(DOCUMENT TEXT begins)

EcoMag’s magnesium precipitation process is ideal for harvesting waste streams of sea-salt and potash producers and other brine sources. Engineering services contractor, Lycopodium, has completed a feasibility study, confirming 80,000 tonne per annum scale-up and facilitating tight costing parameters.
Multiple waste bitterns sources in Western Australia are currently under evaluation:
1. Kalium Lakes – ASX listed exploration and development company focused on developing the Beyondie Sulphate Of Potash Project with the aim of commencing production at 90ktpa of Sulphate Of Potash (SOP) before ramping up to 180ktpa of SOP for domestic and international sale.
- Joint venture to add magnesium extraction
- Low impurity, high grade waste brine, with high magnesium content (~9%)
- Stage 1 available magnesium: ~30ktpa / Hydrated Magnesium Carbonate: ~120 ktpa
2. Rio Tinto subsidiary – Dampier Salt – the world’s largest exporter of seaborne salt, with capacity to produce approximately 10.3 million tonnes every year.

(DOCUMENT TEXT ends)
(COLLECTED MATERIAL begins)

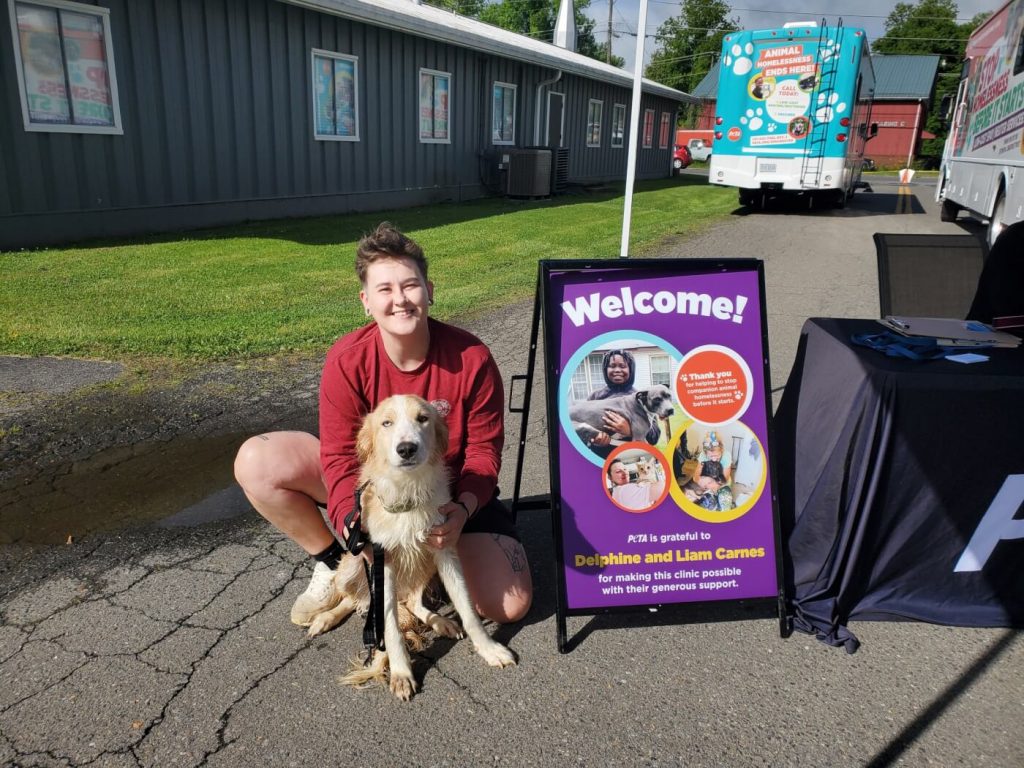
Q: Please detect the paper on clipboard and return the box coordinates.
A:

(COLLECTED MATERIAL ends)

■ DESCRIPTION OF THE TASK ■
Pick up the EcoMag magnesium text right after its last sentence and carry it on from there.

■ RESPONSE BOX ■
- 21-year, 16-hectare mining lease, includes 8 ha of land to build EcoMag’s commercial scale plant
- Access to bitterns channel, subject to successful negotiations with Dampier Salt
- Close to the world’s second-largest bulk export port, Karratha Airport, City of Karratha, electricity, gas and water (seawater and desalination)
3. Mitsui & Co subsidiary – Shark Bay Salt – Australia’s second largest salt producer with two salt fields in northern Western Australia.
- Concept Study for Salt Brine Loop Recycling, under evaluation
- EcoMag proposes building a specialist pharmaceutical magnesium plant capable of switching between high purity pharmaceutical products on demand, giving EcoMag a commercially attractive stand-alone production facility and providing Mitsui with a large-scale pilot plant to trial loop brine recycling.